Consignes:
1 – Répondez à ces questions à partir de l'extrait :
(a) À quelle date la requête a-t-elle été déposée au greffe du tribunal administratif ?
(b) Pour combien de temps l'interdiction d'entrée sur le territoire luxembourgeois est-elle prononcée ?
(c) À quelle date le juge-rapporteur a-t-il été entendu en son rapport à l'audience publique ?
2 – Recopiez mot pour mot le passage de l'extrait qui commence par « Vu le courrier » et se poursuit jusqu'à « 25 juin 2024. ».

Extrait fourni:
Vu la requête inscrite sous le numéro 49148 du rôle et déposée le 7 juillet 2023 au greffe du tribunal administratif par la société à responsabilité limitée FM AVOCAT SARL, établie et ayant son siège social à L-1626 Luxembourg, 8, rue des Girondins, inscrite sur la liste V auprès du Barreau de Luxembourg et sous le numéro B 245.686 auprès du Registre de Commerce et des Sociétés de Luxembourg, représentée aux fins de la présente par Maître Frédéric MIOLI, avocat à la Cour, inscrit au tableau de l’Ordre des avocats à Luxembourg, au nom de Monsieur …, demeurant à B-…, (Belgique), …, ayant, au moment de l’introduction du recours, été retenu au Centre de rétention au Findel, tendant principalement à la réformation et subsidiairement à l’annulation de la décision du ministre de l’Immigration et de l’Asile du 22 mai 2023 déclarant irrégulier son séjour sur le territoire luxembourgeois et prononçant à son encontre une interdiction d’entrée sur le territoire luxembourgeois d’une durée de cinq ans ;

Vu le mémoire en réponse du délégué du gouvernement déposé au greffe du tribunal administratif le 5 décembre 2023 ;

Vu le courrier électronique du 11 janvier 2024 de Maître Frédéric MIOLI, préqualifié, par lequel il informe le tribunal du dépôt de son mandat ;

Vu les pièces versées en cause et notamment les décisions attaquées ;

Le juge-rapporteur entendu en son rapport à l’audience publique du 25 juin 2024.

Informations affichées:
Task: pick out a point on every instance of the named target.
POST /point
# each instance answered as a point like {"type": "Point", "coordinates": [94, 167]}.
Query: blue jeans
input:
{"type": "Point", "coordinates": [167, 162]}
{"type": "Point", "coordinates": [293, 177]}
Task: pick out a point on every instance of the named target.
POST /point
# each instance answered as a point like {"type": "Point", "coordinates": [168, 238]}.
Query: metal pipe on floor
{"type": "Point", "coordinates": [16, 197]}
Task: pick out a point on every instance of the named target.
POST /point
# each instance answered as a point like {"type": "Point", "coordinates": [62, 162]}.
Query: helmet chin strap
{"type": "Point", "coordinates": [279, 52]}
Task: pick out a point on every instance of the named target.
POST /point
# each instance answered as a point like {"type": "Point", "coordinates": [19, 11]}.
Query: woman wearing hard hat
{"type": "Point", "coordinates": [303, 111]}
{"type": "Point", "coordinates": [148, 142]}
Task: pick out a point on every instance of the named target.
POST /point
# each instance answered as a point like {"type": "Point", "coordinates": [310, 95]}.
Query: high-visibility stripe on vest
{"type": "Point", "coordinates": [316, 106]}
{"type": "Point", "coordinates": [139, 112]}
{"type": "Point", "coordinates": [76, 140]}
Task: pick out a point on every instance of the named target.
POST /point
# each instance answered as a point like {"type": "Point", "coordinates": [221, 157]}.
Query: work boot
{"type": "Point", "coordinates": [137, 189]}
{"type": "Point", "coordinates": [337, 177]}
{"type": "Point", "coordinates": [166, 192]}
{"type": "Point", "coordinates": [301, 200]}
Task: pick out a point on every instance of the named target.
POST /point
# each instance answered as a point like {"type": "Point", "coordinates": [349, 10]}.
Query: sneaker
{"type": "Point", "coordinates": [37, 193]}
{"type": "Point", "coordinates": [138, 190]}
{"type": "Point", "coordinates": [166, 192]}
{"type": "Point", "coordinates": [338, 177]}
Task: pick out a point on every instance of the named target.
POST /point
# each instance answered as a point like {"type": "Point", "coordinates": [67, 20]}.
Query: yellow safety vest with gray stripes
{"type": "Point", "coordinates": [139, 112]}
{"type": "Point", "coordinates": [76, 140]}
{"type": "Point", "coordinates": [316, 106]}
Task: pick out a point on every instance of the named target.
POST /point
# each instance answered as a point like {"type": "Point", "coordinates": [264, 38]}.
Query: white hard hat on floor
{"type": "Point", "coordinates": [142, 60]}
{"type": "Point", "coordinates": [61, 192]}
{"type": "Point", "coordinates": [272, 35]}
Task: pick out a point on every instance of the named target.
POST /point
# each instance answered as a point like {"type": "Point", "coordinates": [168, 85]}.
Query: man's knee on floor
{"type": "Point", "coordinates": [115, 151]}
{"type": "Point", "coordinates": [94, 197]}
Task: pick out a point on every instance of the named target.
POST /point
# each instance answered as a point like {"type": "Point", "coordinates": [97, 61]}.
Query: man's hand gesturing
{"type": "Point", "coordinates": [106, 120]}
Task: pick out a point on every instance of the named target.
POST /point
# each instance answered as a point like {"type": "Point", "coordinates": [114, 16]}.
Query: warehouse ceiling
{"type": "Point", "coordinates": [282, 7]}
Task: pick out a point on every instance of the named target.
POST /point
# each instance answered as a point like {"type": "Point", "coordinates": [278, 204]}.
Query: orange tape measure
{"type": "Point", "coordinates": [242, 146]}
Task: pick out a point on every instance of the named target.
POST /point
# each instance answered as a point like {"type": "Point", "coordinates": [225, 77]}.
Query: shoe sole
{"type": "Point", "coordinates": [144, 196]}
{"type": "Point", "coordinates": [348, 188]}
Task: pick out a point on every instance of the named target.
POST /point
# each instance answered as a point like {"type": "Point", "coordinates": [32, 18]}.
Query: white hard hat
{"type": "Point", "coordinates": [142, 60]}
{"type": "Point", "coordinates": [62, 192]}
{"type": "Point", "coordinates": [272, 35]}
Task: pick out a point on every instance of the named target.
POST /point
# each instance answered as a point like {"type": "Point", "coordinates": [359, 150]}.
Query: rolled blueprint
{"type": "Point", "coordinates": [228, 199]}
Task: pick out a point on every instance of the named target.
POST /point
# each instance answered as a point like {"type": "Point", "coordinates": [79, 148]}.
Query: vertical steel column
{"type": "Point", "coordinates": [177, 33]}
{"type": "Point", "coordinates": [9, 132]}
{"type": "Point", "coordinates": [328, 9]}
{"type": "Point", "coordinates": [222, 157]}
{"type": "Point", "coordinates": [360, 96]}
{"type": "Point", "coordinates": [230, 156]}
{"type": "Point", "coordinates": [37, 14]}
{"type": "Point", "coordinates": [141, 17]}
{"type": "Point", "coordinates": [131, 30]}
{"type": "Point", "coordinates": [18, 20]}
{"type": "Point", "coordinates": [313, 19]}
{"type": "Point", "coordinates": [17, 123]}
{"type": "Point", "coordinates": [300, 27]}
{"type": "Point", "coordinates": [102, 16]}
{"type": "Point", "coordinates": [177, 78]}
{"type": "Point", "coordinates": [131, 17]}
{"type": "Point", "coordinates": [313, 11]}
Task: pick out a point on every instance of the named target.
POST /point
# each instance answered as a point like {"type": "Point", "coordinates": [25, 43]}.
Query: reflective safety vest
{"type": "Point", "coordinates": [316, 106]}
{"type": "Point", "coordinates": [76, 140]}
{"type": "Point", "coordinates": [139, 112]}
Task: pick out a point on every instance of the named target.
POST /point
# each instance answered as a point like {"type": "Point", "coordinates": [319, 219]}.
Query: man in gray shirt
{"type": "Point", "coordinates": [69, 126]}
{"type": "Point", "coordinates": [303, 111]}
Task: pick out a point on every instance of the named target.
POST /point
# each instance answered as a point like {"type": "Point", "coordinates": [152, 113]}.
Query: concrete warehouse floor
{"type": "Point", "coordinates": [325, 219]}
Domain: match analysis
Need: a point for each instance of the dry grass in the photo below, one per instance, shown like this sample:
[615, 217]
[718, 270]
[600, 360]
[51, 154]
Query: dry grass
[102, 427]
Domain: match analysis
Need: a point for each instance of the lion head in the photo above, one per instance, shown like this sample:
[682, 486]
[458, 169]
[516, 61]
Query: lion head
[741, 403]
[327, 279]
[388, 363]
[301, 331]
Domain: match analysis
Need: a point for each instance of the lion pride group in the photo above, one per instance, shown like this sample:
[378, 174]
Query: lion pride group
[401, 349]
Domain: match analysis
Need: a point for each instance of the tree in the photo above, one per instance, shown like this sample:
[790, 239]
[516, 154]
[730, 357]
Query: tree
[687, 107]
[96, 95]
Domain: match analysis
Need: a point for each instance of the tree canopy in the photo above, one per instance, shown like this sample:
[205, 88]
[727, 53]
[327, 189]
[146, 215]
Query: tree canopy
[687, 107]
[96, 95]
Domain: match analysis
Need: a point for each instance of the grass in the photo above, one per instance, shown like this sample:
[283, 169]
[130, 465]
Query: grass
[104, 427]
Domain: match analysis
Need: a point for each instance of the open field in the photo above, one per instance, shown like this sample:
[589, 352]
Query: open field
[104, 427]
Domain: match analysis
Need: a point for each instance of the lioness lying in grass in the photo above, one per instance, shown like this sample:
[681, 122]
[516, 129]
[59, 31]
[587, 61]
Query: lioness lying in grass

Les réponses:
1 –
(a) Le 7 juillet 2023.
(b) Pour cinq ans.
(c) Le 25 juin 2024.

2 –
Vu le courrier électronique du 11 janvier 2024 de Maître Frédéric MIOLI, préqualifié, par lequel il informe le tribunal du dépôt de son mandat ;

Vu les pièces versées en cause et notamment les décisions attaquées ;

Le juge-rapporteur entendu en son rapport à l’audience publique du 25 juin 2024.